Text zum Lesen -
☆ ☆ ☆

Im Sudan gibt es Hoffnung auf Demokratie. Doch das Militär ist mächtig, die Zivilbevölkerung wird alleingelassen.

Sudans Demokraten bleiben auf sich gestellt, und sie haben Angst Foto: ap

S udans Revolution ist an einem kritischen Punkt angelangt. Die zivile Opposition, die mit monatelangen Massenprotesten das Gewaltsystem des alten Diktators Bashir zum Einsturz gebracht hat, steht kurz vor einer Einigung mit den hohen Generälen, die durch ihren Putsch gegen Bashir im April die wichtigste Forderung der Protestbewegung erfüllten und zugleich ihre eigene Haut retteten. Es wäre ein grandioser Sieg einer arabischen Volksbewegung, sollte es tatsächlich zu einer gemeinsamen Übergangsregierung kommen, die freie Wahlen und eine Überwindung des sudanesischen Unterdrückungssystems aus repressiven Gesetzen und mörderischen Milizen organisiert.

Aber bis es so weit ist, bleibt Sudans Gewaltapparat intakt. Das haben die bislang nicht identifizierten uniformierten Kräfte in Erinnerung gerufen, die in der Nacht zum Dienstag Demonstranten und Soldaten in Khartum angriffen und manche von ihnen erschossen. Der skrupellose Angriff ist ein Warnsignal an Militär und Opposition, dass jeder neuen Übergangsstruktur die Feuerprobe erst noch bevorsteht – und dass jede bewaffnete Streitkraft im Sudan die Mittel hat, ihre Interessen mit der Waffe zu verteidigen.

☆ ☆ ☆

Bereitgestellte Datensätze -
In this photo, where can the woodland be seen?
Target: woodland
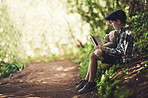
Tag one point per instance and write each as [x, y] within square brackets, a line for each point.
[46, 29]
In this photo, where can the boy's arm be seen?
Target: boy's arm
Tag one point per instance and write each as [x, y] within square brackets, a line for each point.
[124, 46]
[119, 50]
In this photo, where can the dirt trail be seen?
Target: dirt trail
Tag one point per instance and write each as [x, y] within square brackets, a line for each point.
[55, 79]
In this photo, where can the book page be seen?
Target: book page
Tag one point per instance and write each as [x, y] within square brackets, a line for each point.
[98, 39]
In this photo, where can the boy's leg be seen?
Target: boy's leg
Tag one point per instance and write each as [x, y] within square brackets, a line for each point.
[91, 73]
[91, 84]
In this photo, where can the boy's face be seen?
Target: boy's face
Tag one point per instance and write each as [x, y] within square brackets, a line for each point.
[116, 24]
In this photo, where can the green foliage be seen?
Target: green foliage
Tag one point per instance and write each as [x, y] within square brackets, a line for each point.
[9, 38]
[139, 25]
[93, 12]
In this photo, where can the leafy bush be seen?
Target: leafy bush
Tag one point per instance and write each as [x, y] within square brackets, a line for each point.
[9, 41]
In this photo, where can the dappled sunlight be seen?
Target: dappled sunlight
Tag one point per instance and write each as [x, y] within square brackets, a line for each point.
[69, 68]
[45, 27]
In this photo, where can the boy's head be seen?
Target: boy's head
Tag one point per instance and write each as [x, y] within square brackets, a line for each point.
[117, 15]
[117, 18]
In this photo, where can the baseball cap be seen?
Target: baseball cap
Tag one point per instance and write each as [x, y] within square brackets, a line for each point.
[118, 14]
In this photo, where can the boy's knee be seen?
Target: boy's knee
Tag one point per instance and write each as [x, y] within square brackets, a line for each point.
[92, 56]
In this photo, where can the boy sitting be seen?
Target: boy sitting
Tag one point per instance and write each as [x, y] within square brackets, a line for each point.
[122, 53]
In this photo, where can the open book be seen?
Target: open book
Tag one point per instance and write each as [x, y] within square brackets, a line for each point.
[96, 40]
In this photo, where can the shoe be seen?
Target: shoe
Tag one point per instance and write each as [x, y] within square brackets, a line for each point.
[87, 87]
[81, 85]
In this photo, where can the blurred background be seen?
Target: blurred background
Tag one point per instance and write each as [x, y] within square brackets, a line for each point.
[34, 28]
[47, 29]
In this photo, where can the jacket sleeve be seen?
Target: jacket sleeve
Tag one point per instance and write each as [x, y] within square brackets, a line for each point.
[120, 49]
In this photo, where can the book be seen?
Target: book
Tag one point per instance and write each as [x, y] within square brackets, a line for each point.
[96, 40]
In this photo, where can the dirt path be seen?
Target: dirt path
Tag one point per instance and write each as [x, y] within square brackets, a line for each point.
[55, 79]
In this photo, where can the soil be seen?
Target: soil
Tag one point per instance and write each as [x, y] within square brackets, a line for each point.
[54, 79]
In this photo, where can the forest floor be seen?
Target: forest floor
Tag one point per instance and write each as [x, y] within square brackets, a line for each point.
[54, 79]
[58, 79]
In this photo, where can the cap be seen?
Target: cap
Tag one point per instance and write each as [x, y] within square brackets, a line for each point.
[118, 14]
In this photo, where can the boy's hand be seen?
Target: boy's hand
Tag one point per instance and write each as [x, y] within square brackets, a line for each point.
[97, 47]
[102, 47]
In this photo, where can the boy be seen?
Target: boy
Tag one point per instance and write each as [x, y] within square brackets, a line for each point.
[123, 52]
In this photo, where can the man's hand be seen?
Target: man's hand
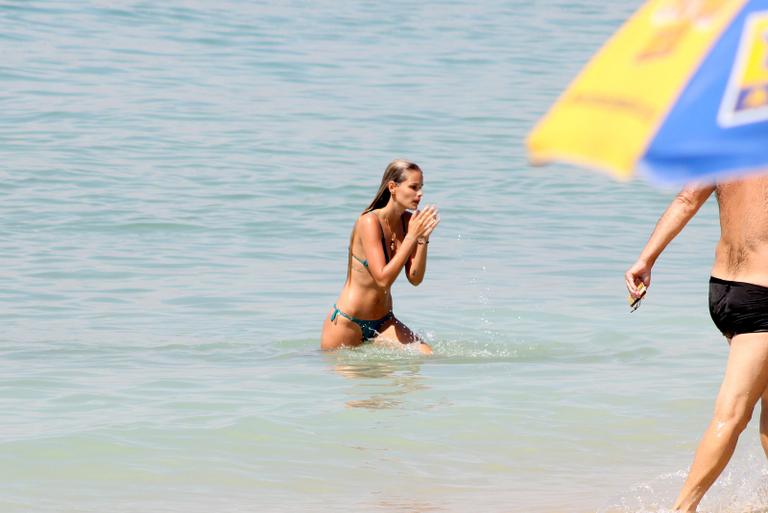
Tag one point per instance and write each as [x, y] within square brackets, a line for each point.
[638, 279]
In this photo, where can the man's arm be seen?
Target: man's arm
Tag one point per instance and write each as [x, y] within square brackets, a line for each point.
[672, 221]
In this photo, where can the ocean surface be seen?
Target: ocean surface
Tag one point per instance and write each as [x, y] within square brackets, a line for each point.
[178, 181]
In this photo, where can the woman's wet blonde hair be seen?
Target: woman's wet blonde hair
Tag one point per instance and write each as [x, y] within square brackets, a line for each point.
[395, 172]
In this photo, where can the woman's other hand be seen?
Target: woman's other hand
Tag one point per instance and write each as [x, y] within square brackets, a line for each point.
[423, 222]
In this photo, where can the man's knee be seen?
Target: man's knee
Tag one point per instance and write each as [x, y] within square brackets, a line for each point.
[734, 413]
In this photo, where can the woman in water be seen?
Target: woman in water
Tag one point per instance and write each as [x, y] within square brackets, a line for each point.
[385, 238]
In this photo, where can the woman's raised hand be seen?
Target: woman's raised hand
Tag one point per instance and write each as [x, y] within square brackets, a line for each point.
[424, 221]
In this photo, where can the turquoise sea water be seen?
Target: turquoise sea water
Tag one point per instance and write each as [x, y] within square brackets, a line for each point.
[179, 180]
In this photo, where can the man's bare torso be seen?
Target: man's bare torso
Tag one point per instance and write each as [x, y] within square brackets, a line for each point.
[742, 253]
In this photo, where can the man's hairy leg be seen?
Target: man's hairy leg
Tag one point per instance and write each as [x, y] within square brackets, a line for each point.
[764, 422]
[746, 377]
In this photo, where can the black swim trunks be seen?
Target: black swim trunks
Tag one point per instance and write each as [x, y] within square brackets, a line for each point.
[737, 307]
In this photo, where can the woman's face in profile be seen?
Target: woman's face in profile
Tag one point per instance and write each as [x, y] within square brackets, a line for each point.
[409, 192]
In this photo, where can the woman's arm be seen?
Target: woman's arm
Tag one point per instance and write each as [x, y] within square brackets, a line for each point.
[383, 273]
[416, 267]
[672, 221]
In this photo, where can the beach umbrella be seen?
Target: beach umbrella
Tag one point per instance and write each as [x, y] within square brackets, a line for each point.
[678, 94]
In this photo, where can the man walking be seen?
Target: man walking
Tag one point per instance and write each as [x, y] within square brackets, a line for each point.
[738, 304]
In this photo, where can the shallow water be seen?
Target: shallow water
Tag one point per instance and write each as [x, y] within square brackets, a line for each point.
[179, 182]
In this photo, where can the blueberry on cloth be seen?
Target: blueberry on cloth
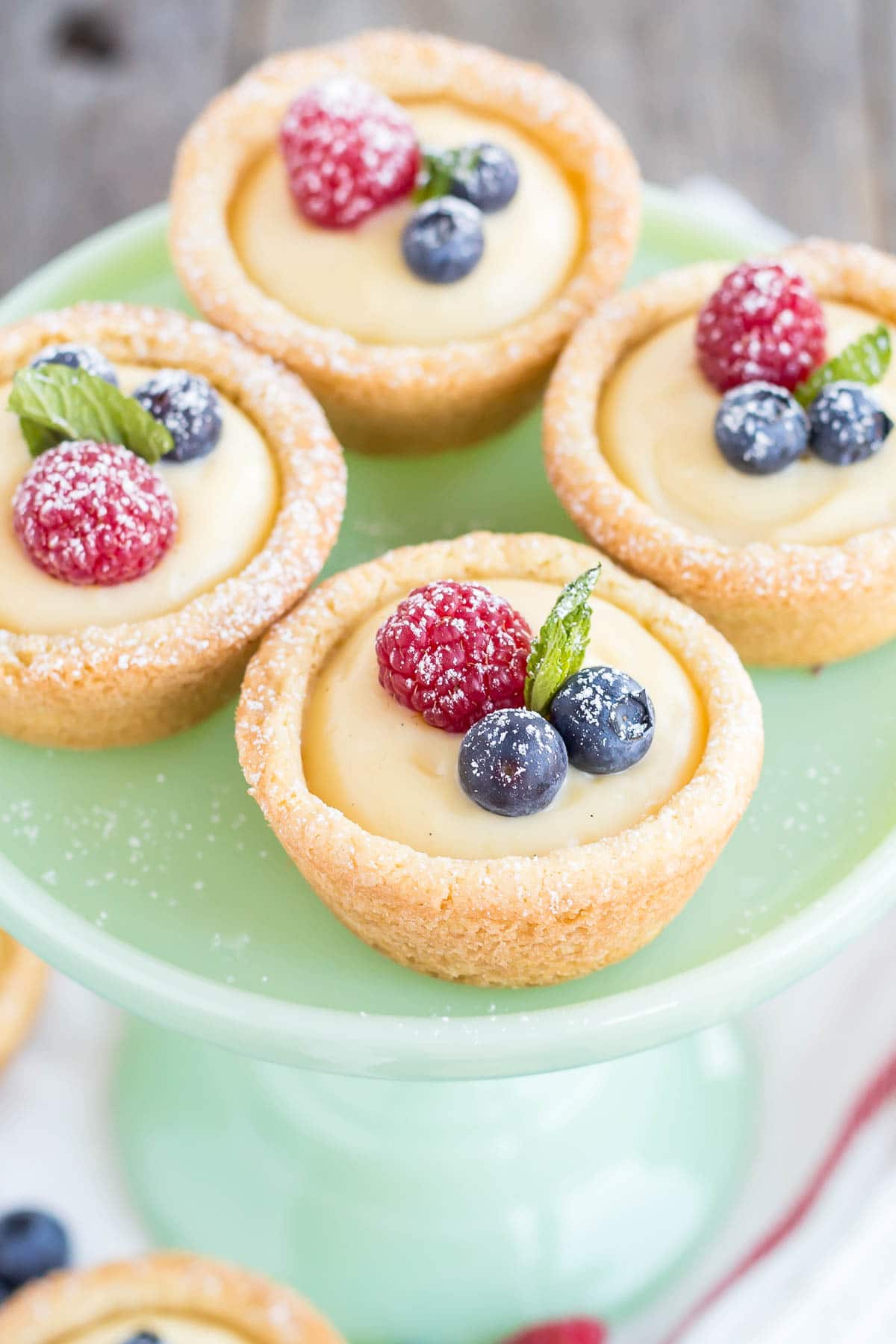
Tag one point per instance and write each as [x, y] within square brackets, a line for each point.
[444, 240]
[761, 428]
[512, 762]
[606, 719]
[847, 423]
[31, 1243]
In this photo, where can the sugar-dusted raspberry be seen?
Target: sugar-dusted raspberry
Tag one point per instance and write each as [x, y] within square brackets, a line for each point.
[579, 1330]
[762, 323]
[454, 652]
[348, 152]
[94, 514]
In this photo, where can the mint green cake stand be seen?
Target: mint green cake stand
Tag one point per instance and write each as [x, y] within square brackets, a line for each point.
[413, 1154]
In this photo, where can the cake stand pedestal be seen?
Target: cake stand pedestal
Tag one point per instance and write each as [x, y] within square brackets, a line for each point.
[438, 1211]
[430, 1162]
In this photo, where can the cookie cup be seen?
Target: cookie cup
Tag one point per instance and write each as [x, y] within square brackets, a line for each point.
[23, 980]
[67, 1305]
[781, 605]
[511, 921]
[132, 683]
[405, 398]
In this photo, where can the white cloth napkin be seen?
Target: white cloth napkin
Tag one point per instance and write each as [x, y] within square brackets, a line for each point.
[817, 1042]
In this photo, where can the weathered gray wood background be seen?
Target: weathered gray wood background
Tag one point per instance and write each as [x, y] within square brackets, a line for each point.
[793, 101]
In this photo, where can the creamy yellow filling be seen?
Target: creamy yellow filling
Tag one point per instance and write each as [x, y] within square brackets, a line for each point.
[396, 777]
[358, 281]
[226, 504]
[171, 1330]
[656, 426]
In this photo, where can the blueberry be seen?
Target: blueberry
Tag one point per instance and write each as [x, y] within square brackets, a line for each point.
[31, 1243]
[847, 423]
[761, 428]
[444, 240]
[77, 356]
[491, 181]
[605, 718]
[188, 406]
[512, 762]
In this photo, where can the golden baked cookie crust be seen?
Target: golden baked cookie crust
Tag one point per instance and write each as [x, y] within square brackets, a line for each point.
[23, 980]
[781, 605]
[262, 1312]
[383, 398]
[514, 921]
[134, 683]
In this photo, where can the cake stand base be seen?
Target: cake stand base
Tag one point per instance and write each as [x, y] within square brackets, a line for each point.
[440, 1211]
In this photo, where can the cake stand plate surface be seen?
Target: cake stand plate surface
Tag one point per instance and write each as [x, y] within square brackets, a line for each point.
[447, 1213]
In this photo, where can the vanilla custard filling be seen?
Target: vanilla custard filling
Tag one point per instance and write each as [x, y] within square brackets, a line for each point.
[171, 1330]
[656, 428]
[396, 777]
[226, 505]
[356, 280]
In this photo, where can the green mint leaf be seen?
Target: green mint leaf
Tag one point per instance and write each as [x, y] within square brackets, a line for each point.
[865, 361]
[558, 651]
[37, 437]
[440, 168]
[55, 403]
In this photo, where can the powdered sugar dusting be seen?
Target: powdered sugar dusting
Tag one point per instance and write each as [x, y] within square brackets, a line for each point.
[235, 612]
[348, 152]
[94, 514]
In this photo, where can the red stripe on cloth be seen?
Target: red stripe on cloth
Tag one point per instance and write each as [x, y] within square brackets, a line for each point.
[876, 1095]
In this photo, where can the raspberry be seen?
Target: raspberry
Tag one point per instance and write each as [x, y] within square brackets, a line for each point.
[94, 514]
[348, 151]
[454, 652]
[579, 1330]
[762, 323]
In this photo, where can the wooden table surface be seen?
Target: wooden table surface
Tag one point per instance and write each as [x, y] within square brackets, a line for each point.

☆ ☆ ☆

Aufgabenstellung - Zitieren Sie aus dem Text über den Sudan wortgetreu den Abschnitt, der mit den Worten „Aber bis es“ beginnt und mit „Waffe zu verteidigen.“ endet.

Lösung -
Aber bis es so weit ist, bleibt Sudans Gewaltapparat intakt. Das haben die bislang nicht identifizierten uniformierten Kräfte in Erinnerung gerufen, die in der Nacht zum Dienstag Demonstranten und Soldaten in Khartum angriffen und manche von ihnen erschossen. Der skrupellose Angriff ist ein Warnsignal an Militär und Opposition, dass jeder neuen Übergangsstruktur die Feuerprobe erst noch bevorsteht – und dass jede bewaffnete Streitkraft im Sudan die Mittel hat, ihre Interessen mit der Waffe zu verteidigen.